WORK TO COMPLETE. Select every line in the rows below that contains the string "black", matching case exactly.

Rows excerpted from a collection.

* * * * *

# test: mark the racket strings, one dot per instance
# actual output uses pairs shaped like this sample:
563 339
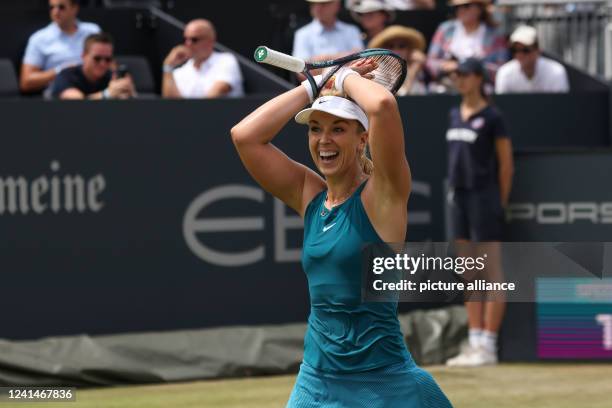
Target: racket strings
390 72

* * * * *

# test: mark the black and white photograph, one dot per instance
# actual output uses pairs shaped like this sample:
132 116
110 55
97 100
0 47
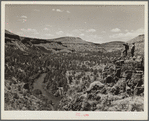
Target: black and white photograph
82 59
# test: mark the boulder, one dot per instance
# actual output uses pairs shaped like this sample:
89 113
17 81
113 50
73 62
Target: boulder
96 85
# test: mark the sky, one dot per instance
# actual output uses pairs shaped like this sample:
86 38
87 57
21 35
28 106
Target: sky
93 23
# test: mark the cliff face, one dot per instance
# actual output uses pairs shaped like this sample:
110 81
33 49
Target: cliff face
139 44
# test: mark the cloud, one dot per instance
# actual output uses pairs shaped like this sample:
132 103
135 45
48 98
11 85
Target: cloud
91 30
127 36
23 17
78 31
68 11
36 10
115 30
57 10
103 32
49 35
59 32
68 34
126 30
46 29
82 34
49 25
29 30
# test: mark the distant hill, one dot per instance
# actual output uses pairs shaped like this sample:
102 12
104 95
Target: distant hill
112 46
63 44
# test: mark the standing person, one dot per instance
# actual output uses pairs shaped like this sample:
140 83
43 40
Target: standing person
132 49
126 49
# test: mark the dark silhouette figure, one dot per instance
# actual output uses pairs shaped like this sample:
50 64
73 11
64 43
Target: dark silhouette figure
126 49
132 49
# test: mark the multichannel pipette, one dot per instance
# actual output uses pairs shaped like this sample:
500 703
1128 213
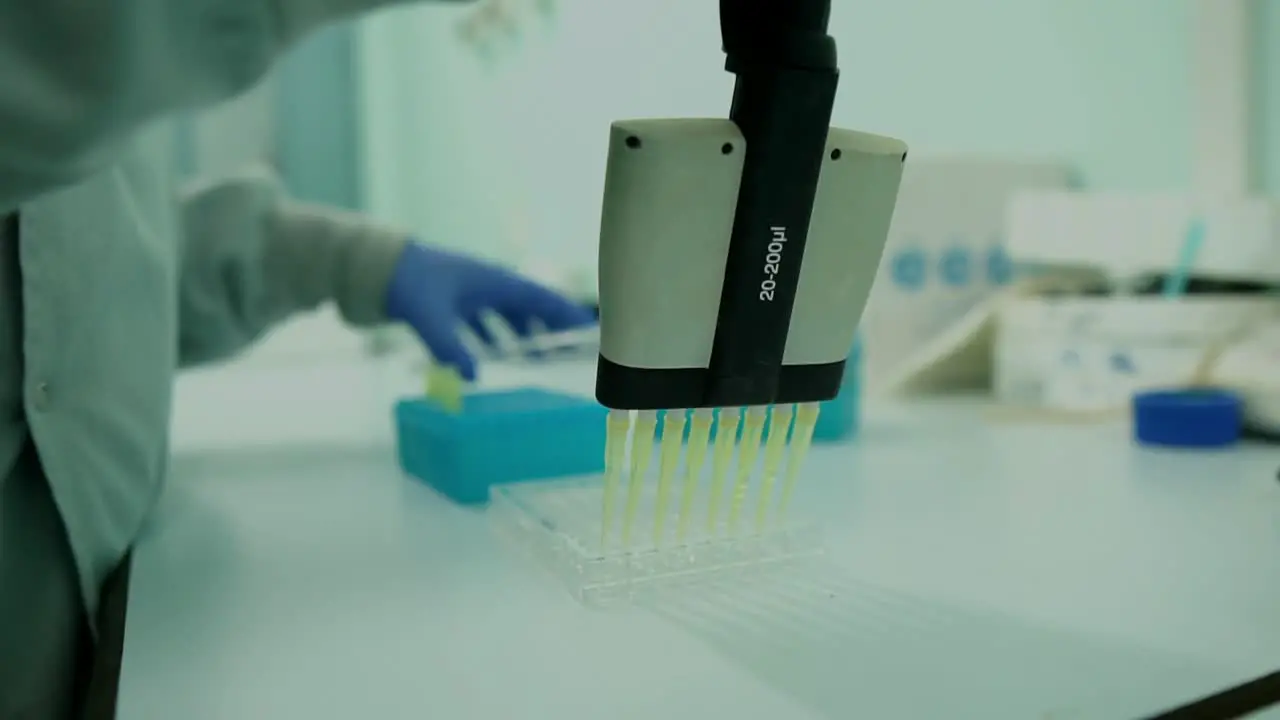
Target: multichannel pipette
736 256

* * * * *

TASK OUTPUT.
# test: mark the black and white photograph, one dot per instance
Target: black and white photograph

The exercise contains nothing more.